### [Exercise directions]
Substitute "Object" for every "Phrase" throughout the records below and reproduce them otherwise unchanged, without the pictures.

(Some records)
## START
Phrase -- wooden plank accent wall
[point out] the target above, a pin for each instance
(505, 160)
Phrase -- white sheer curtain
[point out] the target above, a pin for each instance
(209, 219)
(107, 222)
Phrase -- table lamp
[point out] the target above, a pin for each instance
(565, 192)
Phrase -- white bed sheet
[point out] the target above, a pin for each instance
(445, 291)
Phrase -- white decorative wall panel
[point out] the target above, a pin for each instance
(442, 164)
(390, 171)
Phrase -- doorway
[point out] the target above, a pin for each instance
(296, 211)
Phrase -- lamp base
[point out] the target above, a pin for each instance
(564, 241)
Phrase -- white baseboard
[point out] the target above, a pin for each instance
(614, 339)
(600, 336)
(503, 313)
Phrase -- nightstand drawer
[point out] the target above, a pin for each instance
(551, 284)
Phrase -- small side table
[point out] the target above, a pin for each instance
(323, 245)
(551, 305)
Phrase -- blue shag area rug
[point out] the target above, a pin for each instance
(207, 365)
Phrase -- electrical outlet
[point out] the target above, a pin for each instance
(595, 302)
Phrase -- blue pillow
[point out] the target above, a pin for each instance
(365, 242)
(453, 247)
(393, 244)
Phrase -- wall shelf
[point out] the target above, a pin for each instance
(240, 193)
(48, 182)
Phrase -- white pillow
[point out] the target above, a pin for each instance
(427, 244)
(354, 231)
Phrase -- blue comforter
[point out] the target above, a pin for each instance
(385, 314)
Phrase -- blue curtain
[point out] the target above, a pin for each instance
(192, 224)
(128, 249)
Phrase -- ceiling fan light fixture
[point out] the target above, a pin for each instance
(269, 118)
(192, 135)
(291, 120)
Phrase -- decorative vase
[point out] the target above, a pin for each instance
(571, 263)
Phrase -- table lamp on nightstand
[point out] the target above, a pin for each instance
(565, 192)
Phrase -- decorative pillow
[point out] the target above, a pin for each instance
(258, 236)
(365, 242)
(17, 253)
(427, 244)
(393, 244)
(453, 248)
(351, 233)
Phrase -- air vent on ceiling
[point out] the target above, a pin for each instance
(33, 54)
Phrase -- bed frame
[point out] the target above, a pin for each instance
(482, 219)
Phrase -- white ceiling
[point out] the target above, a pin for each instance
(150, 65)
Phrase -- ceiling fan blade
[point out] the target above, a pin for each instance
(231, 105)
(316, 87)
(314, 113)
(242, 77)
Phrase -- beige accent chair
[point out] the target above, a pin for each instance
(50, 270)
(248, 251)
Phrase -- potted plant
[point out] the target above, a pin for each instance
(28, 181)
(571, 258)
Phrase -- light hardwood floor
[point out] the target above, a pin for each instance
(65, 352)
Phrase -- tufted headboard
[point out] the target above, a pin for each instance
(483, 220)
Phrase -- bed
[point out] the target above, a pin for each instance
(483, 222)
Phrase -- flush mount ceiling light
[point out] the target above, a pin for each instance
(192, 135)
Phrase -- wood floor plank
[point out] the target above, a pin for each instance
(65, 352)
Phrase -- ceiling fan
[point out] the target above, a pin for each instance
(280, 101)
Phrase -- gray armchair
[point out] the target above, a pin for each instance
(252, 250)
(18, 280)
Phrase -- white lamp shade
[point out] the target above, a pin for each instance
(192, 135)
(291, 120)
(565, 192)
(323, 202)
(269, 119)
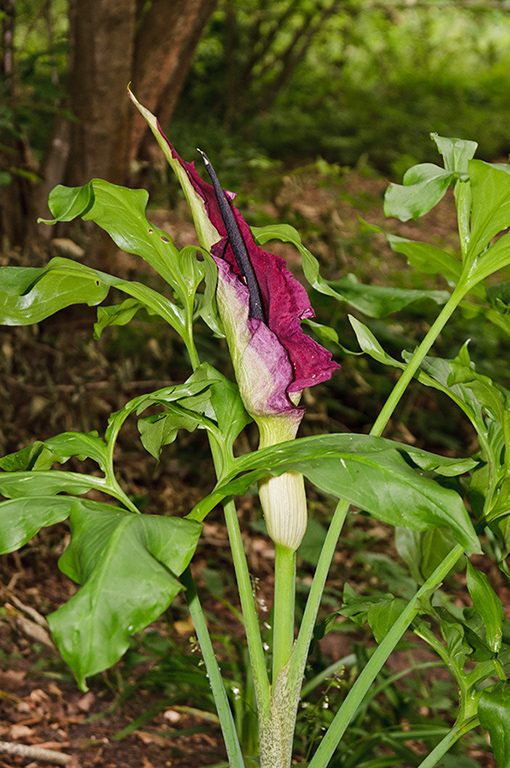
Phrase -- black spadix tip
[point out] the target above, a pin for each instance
(204, 157)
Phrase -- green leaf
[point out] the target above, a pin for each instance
(381, 616)
(456, 152)
(488, 605)
(127, 565)
(370, 345)
(427, 258)
(207, 307)
(494, 716)
(29, 295)
(226, 403)
(121, 212)
(377, 301)
(357, 607)
(499, 296)
(84, 446)
(424, 186)
(17, 485)
(161, 429)
(22, 518)
(372, 300)
(423, 551)
(117, 314)
(367, 471)
(491, 205)
(66, 203)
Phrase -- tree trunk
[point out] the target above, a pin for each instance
(164, 48)
(102, 36)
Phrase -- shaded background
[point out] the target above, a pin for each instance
(307, 108)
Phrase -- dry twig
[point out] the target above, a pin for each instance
(35, 753)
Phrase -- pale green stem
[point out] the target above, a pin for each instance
(358, 691)
(235, 755)
(417, 358)
(445, 744)
(250, 615)
(313, 603)
(283, 607)
(298, 660)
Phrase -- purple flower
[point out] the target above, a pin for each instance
(261, 306)
(273, 359)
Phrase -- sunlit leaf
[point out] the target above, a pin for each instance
(491, 205)
(382, 616)
(128, 566)
(29, 295)
(367, 471)
(488, 605)
(456, 152)
(117, 314)
(22, 518)
(494, 716)
(423, 551)
(427, 258)
(424, 186)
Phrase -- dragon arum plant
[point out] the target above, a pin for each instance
(250, 298)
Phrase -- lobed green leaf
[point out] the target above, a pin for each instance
(128, 566)
(367, 471)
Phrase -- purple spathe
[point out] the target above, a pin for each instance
(280, 359)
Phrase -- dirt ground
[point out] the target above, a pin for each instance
(56, 378)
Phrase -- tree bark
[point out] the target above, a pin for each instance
(102, 36)
(164, 48)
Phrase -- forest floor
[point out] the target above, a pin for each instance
## END
### [Solution to this task]
Object -- wooden plank accent wall
[point out] the target above, a pin for each instance
(505, 160)
Object -- white sheer curtain
[point out] the target above, a pin for each instance
(209, 219)
(107, 222)
Object -- table lamp
[point out] the target above, a pin for each instance
(565, 192)
Object -- white bed sheet
[point out] the target above, a pin for each instance
(445, 291)
Object -- white decorative wall panel
[point out] the target above, a pin for each instance
(442, 164)
(390, 171)
Object -- doorway
[point out] the target above, a pin for each instance
(296, 211)
Object -- lamp base
[point out] the target above, a pin for each instance
(564, 241)
Object -- white baseboard
[point out] the target above, a pin for each instance
(614, 339)
(600, 336)
(503, 313)
Object -- nightstand drawer
[point out] the target above, a pin for each instance
(551, 284)
Object -- small side table
[point out] the target above, a pin for each instance
(323, 245)
(551, 305)
Object -- blue shag area rug
[point out] the target above, a pin for each instance
(207, 365)
Object -- electrical outlet
[point out] the target above, a pin for each instance
(595, 302)
Object -- blue pillow
[point out] the target above, a pin for each instance
(365, 242)
(453, 247)
(393, 244)
Object -- wall shelf
[point out] the target above, a pin for each instance
(240, 193)
(48, 182)
Object -- white pillow
[point out] the target above, a pin for each instance
(427, 244)
(354, 231)
Object -- blue comforter
[point out] the target above, a pin for each instance
(385, 314)
Object -- blue curtain
[point out] the target above, a pin for each instance
(192, 224)
(128, 249)
Object -- ceiling fan light fixture
[point out] the target above, a pin for each instance
(269, 118)
(192, 135)
(291, 120)
Object -- decorative vase
[point out] the target above, a pin for each instance
(571, 263)
Object -- table lamp on nightstand
[point out] the target above, a pin for each instance
(565, 192)
Object -- decorative pillow
[point out] the target above, a pin for each instance
(258, 236)
(365, 242)
(17, 253)
(427, 244)
(393, 244)
(453, 248)
(351, 233)
Object -- air vent on ceiling
[point out] the target above, a pin for each instance
(33, 54)
Object -- bed frame
[point out] the target above, a pin for each instance
(482, 219)
Object -- white ceiling
[point out] the target above, a pin for each instance
(150, 65)
Object -- ceiling fan blade
[point out] the target above, a pin for each instance
(231, 105)
(316, 87)
(314, 113)
(242, 77)
Object -- beige accent chair
[point out] the target above, a pin for each instance
(50, 270)
(248, 251)
Object -- potted plant
[point out] the target above, a pin for each instance
(28, 181)
(571, 258)
Object -- light hardwood floor
[point out] the target above, a pin for each instance
(65, 352)
Object -- tufted headboard
[point out] the target above, a pin for each instance
(483, 220)
Object -- bed
[point out] the target above, a pin for each instance
(483, 222)
Object -- flush mount ceiling light
[point out] the target above, a pin for each instance
(192, 135)
Object -- wood floor plank
[point out] the target above, a pin for each instance
(65, 352)
Object -- ceiling fan
[point out] the target above, a pin for each instance
(280, 101)
Object -- gray armchair
[point out] the target above, a pin for each instance
(252, 250)
(18, 280)
Object -- white lamp shade
[point out] the target above, a pin for each instance
(192, 135)
(291, 120)
(565, 192)
(323, 202)
(269, 119)
Object -- black spadix tip
[point out] the target above, a pin for each instance
(204, 157)
Object -- green leaf
[point out] the target above, a pin for each instance
(381, 616)
(456, 152)
(488, 605)
(127, 565)
(370, 345)
(427, 258)
(207, 307)
(494, 716)
(29, 295)
(226, 403)
(121, 212)
(377, 301)
(357, 607)
(499, 296)
(84, 446)
(424, 186)
(17, 485)
(161, 429)
(22, 518)
(372, 300)
(423, 551)
(117, 314)
(367, 471)
(491, 205)
(66, 203)
Object -- tree trunk
[point out] the target above, a pin for each instance
(164, 48)
(102, 36)
Object -- shaded background
[point out] the target above, a pin for each instance
(307, 108)
Object -- dry twig
[point out] the target above, a pin for each instance
(35, 753)
Object -- pale green stem
[point out] the target above, a pin for each instance
(358, 691)
(235, 755)
(417, 358)
(445, 744)
(250, 615)
(313, 603)
(283, 607)
(298, 660)
Object -- purple flower
[point out] the target above, a pin for each instance
(261, 306)
(273, 359)
Object -- sunlit leaf
[point out] the target above, a pin for each instance
(491, 205)
(382, 616)
(128, 566)
(29, 295)
(367, 471)
(488, 605)
(456, 152)
(117, 314)
(22, 518)
(494, 716)
(423, 551)
(427, 258)
(424, 186)
Object -- dragon arum plant
[point out] the target above, a pin for each instance
(250, 298)
Object -- lobed green leaf
[point out] the target above, a pin for each instance
(128, 566)
(367, 471)
Object -- purple spathe
[point out] the target above, a pin for each instance
(280, 359)
Object -- dirt ground
[point out] the target above, a pin for each instance
(56, 378)
Object -- tree bark
[point out] the target above, a pin for each instance
(102, 36)
(164, 48)
Object -- forest floor
[point out] the target above, a pin for each instance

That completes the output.